● **Текст документа**:
§ §
После нашей достопримечательной прогулки от реки Инн и Браунау, мы порядком отдохнули в Ольмюцком лагере; но дальнейшее стояние в нем угрожало армии решительным голодом. В военном совете почти все изъявили желание обратиться на неприятеля. Кутузов был противного мнения: он объявил, что затрагивать Наполеона еще рано, и предложил отступать. Его спросили, где же предполагает он дать ему отпор? Кутузов отвечал: «Где, соединюсь с Беннигсеном и пруссаками[16 - На всем пути нашего обратного шествия, носились слухи, что Пруссия отлагается от союза с французами и пристает к нам. Еще до Дуная, вокруг бивачных огней, из разговоров между генералами, можно было расслушать не один раз похвалы прусским войскам, и что Фридрих-Вильгельм уже давно недоволен диктаторским тоном Наполеона Бонапарте, и разрыв неминуем.]; чем далее завлечем Наполеона, тем будет он слабее, отдалится от своих резервов, и там, в глубине Галиции, я погребу кости французов». Немцам показалось это странным, и мнению русского военачальника не последовали. Многие шептались и болтали даже, что Кутузов помешался на ретирадах… Император Александр, уверяемый императором Францем и его первенствующими генералами в несомненном успехе, отдал приказ – идти на неприятеля, и, 15-го ноября, двинулись на Вишау.
Можно представить себе радость Наполеона, видя решимость союзной армии действовать наступательно; он крайне опасался оборонительной системы Кутузова, и кто знает, какие средства были им употреблены для того, чтоб не последовали совету нашего русского Фабия, будущего решителя судьбы французов, который и тогда готовился погребсти их кости. Уже со дня соединения Кутузова с Багратионом, Наполеон не напирал на нас с привычною ему быстротою, а с занятием нами ольмюцкой высоты, он вовсе утих и показывал вид, что намерен держаться в оборонительном положении; словом, с его стороны употреблены были все хитрости, чтобы вызвать нас на бой, и австрийские генералы, уже столько раз им битые, как будто в угождение завоевателю, усердно рвались против него вперед.
§ §
● **Фрагмент данных**:

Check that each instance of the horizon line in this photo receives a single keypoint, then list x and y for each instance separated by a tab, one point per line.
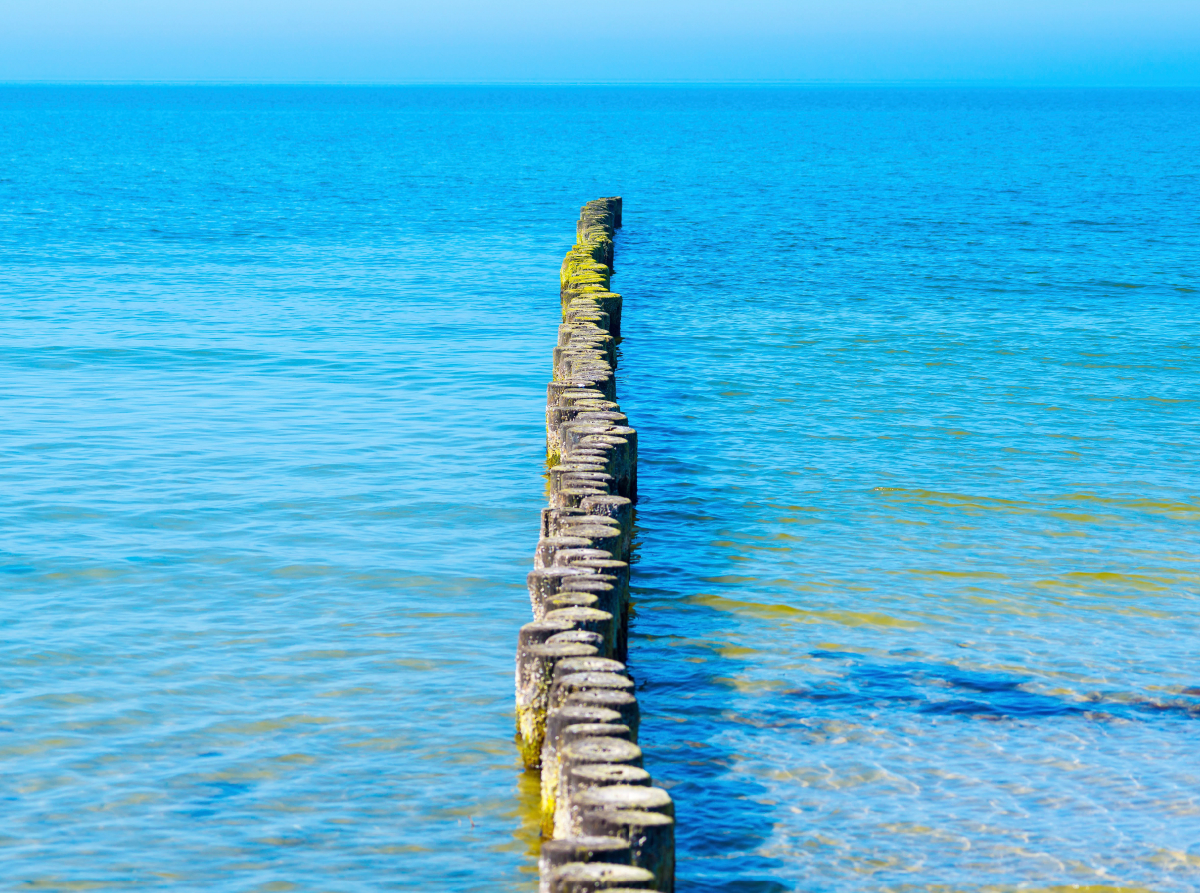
§ §
● **Задания для выполнения**:
- a) Выпишите из текста документа отрывок между словами «Можно представить себе» и «против него вперед.» включительно.
- b) Куда, согласно тексту документа, двинулись войска 15 ноября?
- c) Определите, согласуются ли с текстом документа следующие утверждения, и для каждого ответьте «да» или «нет», приведя решающие слова текста: (i) на военном совете почти все хотели обратиться на неприятеля; (ii) Кутузов советовал немедленно атаковать Наполеона; (iii) Наполеон больше всего опасался наступательных действий союзной армии.

● **Ответы на задания**:
- a)
Можно представить себе радость Наполеона, видя решимость союзной армии действовать наступательно; он крайне опасался оборонительной системы Кутузова, и кто знает, какие средства были им употреблены для того, чтоб не последовали совету нашего русского Фабия, будущего решителя судьбы французов, который и тогда готовился погребсти их кости. Уже со дня соединения Кутузова с Багратионом, Наполеон не напирал на нас с привычною ему быстротою, а с занятием нами ольмюцкой высоты, он вовсе утих и показывал вид, что намерен держаться в оборонительном положении; словом, с его стороны употреблены были все хитрости, чтобы вызвать нас на бой, и австрийские генералы, уже столько раз им битые, как будто в угождение завоевателю, усердно рвались против него вперед.

- b) На Вишау.

- c)
(i) Да: «В военном совете почти все изъявили желание обратиться на неприятеля».
(ii) Нет: «он объявил, что затрагивать Наполеона еще рано, и предложил отступать».
(iii) Нет: «он крайне опасался оборонительной системы Кутузова».